ASSIGNMENT
Your answer must be an exact transcription of every record below, with the pictures omitted.
*** EXTRACTED INFORMATION ***
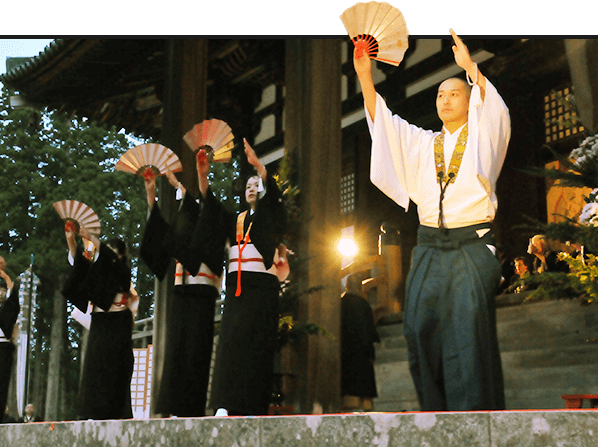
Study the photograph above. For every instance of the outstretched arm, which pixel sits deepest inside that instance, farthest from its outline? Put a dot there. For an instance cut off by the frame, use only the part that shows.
(174, 181)
(254, 161)
(463, 60)
(363, 68)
*** End of EXTRACTED INFORMATION ***
WRITTEN REPLY
Study the photograph above. For every instance of the outstretched arm, which pixel sits deepest inside that instance, farthest from its outline? Put a dot there. For an instance cut off by the frame, use only the part that shows.
(174, 181)
(254, 161)
(463, 60)
(363, 68)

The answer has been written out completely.